Given instruction
Report how many lines of the rows below contain the string "window", matching case exactly. Give only the number.

Exercise data

══════

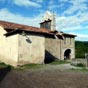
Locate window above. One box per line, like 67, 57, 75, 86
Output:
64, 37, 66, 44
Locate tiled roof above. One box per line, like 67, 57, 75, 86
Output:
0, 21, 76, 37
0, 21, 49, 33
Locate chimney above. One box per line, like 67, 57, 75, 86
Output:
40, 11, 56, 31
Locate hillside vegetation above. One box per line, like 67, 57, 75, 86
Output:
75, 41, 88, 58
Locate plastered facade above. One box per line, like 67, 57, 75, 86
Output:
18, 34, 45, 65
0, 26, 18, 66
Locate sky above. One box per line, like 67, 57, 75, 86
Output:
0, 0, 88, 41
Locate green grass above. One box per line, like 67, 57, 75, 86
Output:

══════

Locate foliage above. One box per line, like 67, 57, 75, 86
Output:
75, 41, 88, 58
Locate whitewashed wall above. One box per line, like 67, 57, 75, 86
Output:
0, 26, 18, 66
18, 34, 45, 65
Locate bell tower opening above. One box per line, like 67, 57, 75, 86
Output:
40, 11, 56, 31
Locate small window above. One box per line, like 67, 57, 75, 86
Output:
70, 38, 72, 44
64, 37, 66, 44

══════

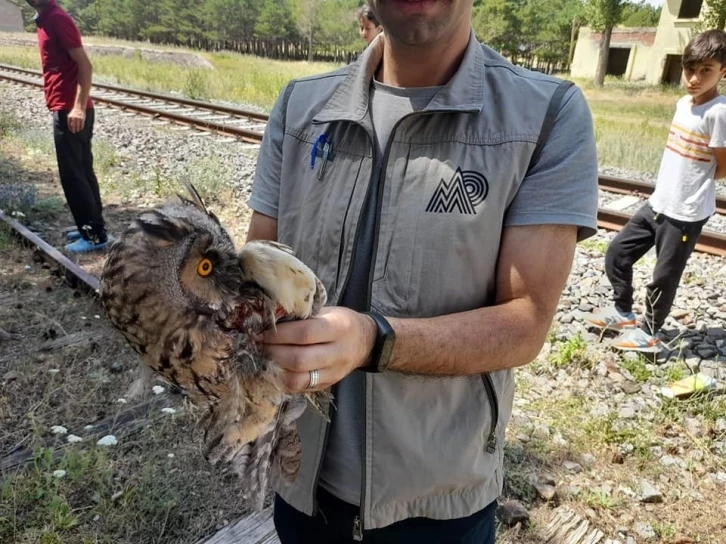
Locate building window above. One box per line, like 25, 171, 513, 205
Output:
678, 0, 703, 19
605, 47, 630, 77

══════

Result for this task
3